● **Task prompt**: Transcribe all records, preserving every character.

Entries taken from a collection:
++++++++++++++++++++

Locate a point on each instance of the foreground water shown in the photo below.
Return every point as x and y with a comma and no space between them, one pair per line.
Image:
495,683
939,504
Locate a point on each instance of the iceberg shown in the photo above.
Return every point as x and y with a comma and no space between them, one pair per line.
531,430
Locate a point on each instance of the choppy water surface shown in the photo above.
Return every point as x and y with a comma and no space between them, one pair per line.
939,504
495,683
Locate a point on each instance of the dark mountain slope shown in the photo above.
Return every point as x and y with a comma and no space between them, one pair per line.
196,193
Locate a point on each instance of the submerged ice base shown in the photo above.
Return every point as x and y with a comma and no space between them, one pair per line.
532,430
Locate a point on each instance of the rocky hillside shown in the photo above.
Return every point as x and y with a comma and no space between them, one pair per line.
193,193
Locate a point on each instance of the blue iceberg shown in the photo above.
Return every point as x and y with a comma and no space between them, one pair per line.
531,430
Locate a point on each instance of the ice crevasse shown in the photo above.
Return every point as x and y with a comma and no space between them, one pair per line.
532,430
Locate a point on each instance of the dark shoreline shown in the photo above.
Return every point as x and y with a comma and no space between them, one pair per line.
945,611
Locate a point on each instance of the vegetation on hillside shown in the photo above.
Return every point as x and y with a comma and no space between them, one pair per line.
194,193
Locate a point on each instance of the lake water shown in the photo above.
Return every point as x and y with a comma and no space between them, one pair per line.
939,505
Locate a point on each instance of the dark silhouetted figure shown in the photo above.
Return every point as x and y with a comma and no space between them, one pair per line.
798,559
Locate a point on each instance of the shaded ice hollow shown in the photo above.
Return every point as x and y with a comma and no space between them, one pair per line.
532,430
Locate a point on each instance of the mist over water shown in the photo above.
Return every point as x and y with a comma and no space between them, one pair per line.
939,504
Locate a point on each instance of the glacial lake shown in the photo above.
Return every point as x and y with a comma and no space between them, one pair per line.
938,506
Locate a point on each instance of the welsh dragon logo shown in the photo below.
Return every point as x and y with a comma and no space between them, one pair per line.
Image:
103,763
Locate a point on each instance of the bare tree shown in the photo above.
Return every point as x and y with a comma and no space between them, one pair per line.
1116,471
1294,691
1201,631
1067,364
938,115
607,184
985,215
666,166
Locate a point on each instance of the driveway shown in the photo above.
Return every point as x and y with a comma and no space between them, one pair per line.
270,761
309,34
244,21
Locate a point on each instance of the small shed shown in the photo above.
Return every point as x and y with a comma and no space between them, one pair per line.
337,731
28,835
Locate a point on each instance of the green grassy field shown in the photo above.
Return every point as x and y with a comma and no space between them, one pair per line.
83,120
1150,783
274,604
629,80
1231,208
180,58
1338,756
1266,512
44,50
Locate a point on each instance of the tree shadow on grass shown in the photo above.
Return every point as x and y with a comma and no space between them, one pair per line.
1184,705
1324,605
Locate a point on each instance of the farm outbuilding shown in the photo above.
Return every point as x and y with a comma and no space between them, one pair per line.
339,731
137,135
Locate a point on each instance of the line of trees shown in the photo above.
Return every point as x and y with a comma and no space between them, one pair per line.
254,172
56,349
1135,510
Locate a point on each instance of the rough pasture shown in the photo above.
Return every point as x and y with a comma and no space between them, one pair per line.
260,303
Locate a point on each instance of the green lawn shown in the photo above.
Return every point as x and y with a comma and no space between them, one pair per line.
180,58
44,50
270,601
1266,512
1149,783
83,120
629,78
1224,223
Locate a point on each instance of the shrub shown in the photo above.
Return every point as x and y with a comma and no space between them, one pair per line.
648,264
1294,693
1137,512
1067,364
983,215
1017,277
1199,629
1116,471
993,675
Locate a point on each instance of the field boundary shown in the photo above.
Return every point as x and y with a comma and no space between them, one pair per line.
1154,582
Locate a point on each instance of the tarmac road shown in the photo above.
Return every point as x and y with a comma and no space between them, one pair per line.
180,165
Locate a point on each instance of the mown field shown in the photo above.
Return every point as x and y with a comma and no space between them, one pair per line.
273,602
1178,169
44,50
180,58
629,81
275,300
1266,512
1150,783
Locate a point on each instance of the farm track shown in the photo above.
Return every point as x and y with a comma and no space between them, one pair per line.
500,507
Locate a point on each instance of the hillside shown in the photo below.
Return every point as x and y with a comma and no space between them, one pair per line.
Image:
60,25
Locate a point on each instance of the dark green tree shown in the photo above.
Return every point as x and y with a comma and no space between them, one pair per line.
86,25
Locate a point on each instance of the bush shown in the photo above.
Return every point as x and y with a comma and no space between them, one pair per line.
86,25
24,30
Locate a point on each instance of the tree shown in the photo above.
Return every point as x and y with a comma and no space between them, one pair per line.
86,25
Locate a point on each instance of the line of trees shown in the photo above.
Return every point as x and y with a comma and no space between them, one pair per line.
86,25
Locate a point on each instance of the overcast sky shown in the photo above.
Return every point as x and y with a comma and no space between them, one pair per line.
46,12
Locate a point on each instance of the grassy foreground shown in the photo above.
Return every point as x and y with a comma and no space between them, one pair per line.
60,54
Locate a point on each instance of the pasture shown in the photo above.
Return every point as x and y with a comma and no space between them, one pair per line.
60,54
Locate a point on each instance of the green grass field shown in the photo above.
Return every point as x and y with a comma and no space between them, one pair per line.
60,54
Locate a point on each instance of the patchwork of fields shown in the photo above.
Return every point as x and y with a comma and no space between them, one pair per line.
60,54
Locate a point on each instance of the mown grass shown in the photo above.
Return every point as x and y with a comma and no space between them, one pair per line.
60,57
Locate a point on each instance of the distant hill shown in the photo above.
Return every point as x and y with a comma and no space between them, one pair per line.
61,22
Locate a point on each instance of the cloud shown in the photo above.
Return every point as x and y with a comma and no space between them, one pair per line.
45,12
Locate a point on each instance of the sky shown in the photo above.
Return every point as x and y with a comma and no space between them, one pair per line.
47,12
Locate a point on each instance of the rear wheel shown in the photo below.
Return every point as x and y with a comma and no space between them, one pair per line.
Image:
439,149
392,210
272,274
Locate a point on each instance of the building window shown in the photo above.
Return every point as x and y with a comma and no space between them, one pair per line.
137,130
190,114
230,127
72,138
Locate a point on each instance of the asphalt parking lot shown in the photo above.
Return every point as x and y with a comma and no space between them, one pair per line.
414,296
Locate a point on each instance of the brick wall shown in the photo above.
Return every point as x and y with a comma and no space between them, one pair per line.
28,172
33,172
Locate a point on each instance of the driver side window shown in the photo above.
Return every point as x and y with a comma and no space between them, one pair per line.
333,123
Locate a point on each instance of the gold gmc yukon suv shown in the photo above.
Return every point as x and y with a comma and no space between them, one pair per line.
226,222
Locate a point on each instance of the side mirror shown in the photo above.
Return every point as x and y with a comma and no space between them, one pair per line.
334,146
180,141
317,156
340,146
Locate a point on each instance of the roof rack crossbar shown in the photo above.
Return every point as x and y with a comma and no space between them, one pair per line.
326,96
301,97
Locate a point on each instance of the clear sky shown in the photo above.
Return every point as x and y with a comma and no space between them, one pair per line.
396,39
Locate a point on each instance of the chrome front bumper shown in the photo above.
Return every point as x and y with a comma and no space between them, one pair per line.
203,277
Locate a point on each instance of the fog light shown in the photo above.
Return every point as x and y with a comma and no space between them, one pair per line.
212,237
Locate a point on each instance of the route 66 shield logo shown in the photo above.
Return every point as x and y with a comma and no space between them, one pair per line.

++++++++++++++++++++

● **Completed task**:
Locate a point on each instance of the foreground water shown in the photo below.
Return every point as x and y with a comma and no space between them, one pair per line.
Image:
495,683
939,504
Locate a point on each instance of the iceberg shown in the photo above.
Return every point as x and y with a comma and no space between them, one pair per line.
531,430
Locate a point on each instance of the choppy water surface shown in the photo above.
Return every point as x and y with a comma and no space between them, one pair per line.
939,504
495,683
Locate a point on each instance of the dark mountain slope shown in the photo above.
Return every point as x and y with a comma and no space between them, one pair per line.
196,193
Locate a point on each instance of the submerged ice base shown in the photo above.
Return every point as x and y with a comma and no space between them, one pair per line.
532,430
Locate a point on each instance of the rocky hillside shown in the photo above.
Return every point as x and y with a comma and no space between them, one pair per line.
193,193
Locate a point on each instance of the blue iceberg shown in the photo above.
Return every point as x and y with a comma and no space between them, one pair per line.
531,430
Locate a point on each instance of the ice crevasse shown in the photo above.
Return every point as x and y with a comma and no space between them, one pair per line.
532,430
Locate a point on each instance of the dark shoreline shown in the photo above.
Return every point as x and y with a comma and no space between them, one pair per line.
945,611
Locate a point on each instance of the vegetation on hillside shown in the photo above.
Return every point as x and y with a comma and no space between them, one pair per line.
194,193
Locate a point on each instance of the lake water shown in the photo above.
Return every point as x and y with a comma and no space between them, one pair per line.
939,505
Locate a point on each instance of the dark silhouetted figure shown in the photo above.
Return every point as x and y with a comma and no space between them, one pair per line.
798,559
Locate a point on each instance of the shaded ice hollow shown in the photo above.
Return every point as x and y with a comma and no space between them, one pair per line.
532,430
Locate a point on each instance of the mist over water shown in the photo above.
Return every point as x and y with a comma and no space between them, one pair per line.
939,504
Locate a point on each instance of the glacial lake shown in the photo above.
Return every point as x and y with a comma and no space between them, one pair per line.
938,506
Locate a point on each instance of the welsh dragon logo shown in the photo below.
Return every point as x and y with a comma and no space between them, one pair per line.
Image:
103,763
Locate a point on each instance of the bare tree shown in the photo above.
Return every point as x and y with a comma and no space between them, one pair per line.
1116,471
1294,691
1201,631
1067,364
938,115
607,184
985,215
666,166
Locate a point on each instance of the driveway shown in the photo above.
Return every point as x and y with a comma and no space between them, one pair per line.
270,761
309,34
244,21
Locate a point on each instance of the small shed shown in the photo above.
Return every point as x and y with a comma and no space between them, one pair per line.
337,731
28,835
Locate a point on each instance of the green grassy field shown in the photo above.
Return every point as x and y with a comma and no space between them, one pair per line.
83,120
1150,783
274,604
629,80
1231,208
180,58
1338,756
1266,512
44,50
Locate a point on each instance of the tree shadow on grass shown in the photo above.
Return every point as x and y with a comma and no space between them, one pair per line.
1184,705
1324,605
Locate a point on each instance of the farm outbuilding shown in the photo above.
Return every point as x and y with a comma and no space between them, one pair per line.
339,731
137,135
Locate a point on each instance of the line of trees shown in the photo above.
Return every point as x and y with a comma and no space between them, one pair per line.
254,172
56,349
1135,510
Locate a point on each instance of the rough pasture shown in the photo above.
Return every point as x and y with a comma and no space between them, one pair per line.
260,303
Locate a point on each instance of the green lawn shown in the photo above.
Return every point as x and y with a comma and no space between them, one pair per line.
180,58
44,50
270,601
1266,512
1149,783
83,120
629,78
1224,223
Locate a point on each instance of the shrub shown in the photo above.
Return every point as x and y with a comma and no space between them, one pair per line.
648,264
1294,693
1137,512
1067,364
983,215
1017,277
1199,629
1116,471
993,675
Locate a point on each instance of the field boundary shown in the photo above.
Return every point as x and y with a comma and no space between them, one pair per line.
1154,582
Locate a point on each instance of the tarmac road shown in the photo above.
Return every point as x and y with a comma and no space between them, one pair per line.
180,165
Locate a point on each instance of the mown field shown in the photo above.
Return every point as x and y with a comma and no space between them, one pair per line.
273,602
1178,169
44,50
180,58
629,81
275,300
1266,512
1150,783
Locate a point on each instance of the farm track shown in the photo above.
Return every point as x and y with a comma and no space between them, one pair per line.
500,507
Locate a point on each instance of the hillside shown in the photo below.
Return every point as x and y with a comma and no space between them, one pair per line.
Image:
60,25
Locate a point on each instance of the dark green tree shown in the photo above.
Return every point as x and y with a comma and no space between them, one pair per line.
86,25
Locate a point on each instance of the bush shown in the photo above.
Return every point as x and y with a comma and no space between them, one pair per line.
86,25
24,30
Locate a point on each instance of the tree shown in the photo above.
Return every point as x and y with a comma and no space between them, one pair per line.
86,25
Locate a point on each instance of the line of trees shown in the photo above.
Return every point as x and y with a comma and no space between them, one pair per line.
86,25
Locate a point on each instance of the overcast sky shown in the photo above.
Return every point as x and y with a comma and no space between them, one pair per line.
46,12
Locate a point on each instance of the grassy foreground shown in the photo above.
Return every point as x and y with a comma and no space between them, one pair per line.
60,54
Locate a point on each instance of the pasture shown in the photo above.
Return every point as x and y with a comma and no space between them, one pair per line.
60,54
Locate a point on each instance of the green grass field shown in the photo above.
Return every point as x and y with a comma and no space between them, one pair per line.
60,54
Locate a point on each instance of the patchwork of fields shown in the photo above.
Return every point as x and y with a comma and no space between them, one pair per line.
60,54
Locate a point on each instance of the mown grass shown in the photo above.
Return every point as x and y with a comma and no space between them, one pair per line.
60,57
Locate a point on each instance of the distant hill shown in the photo above.
Return every point as x and y with a comma and no space between them, one pair per line.
61,22
Locate a point on each instance of the cloud shown in the photo above.
Return every point as x and y with a comma and no space between them, one pair per line.
45,12
Locate a point on each instance of the sky shown in the photo above.
Return every point as x and y with a comma and no space between them, one pair per line.
47,12
Locate a point on each instance of the rear wheel shown in the photo below.
Return every point as x and y with a comma and no space between them, one pair per line.
Image:
439,149
392,210
272,274
Locate a point on each instance of the building window shown in the photo above.
Return every point as x and y with a comma and no space between them, one pair per line.
137,130
190,114
230,127
72,138
Locate a point on each instance of the asphalt parking lot shown in the photo above.
Return every point as x and y with a comma and no space between them, one pair per line.
414,296
Locate a point on each instance of the brick wall shown in the photo above.
Return every point as x and y with a comma and no space between them, one pair per line.
28,172
33,172
Locate a point on each instance of the driver side window shown in the photo above.
Return every point as x and y with a comma and no space between them, one pair per line.
333,123
Locate a point on each instance of the gold gmc yukon suv shown in the photo above.
Return every point as x and y with a comma and no space between them, one pair per line.
226,222
Locate a point on each instance of the side mirror shown in the photo above.
Return every point as x and y with a comma and no space between them, one pair per line.
334,146
180,141
317,156
340,146
Locate a point on each instance of the roof rack crossbar shown in the photo above.
Return every point as x and y with a comma and no space between them, one pair per line.
326,96
301,97
Locate a point on each instance of the clear sky shown in the photo above.
Return every point as x and y with a comma and no space between them, one pair per line.
396,39
Locate a point on each instance of the chrome front bumper shown in the photo above.
Return every point as x and y with a comma and no space between them, one pair per line.
203,277
Locate a point on each instance of the fog light shown in the photo above.
Return every point as x and y with a comma and no space between them, one pair per line.
212,237
Locate a point on each instance of the route 66 shield logo shown in the photo above.
Return every point as x and y with a comma and no space between them, one pair per line.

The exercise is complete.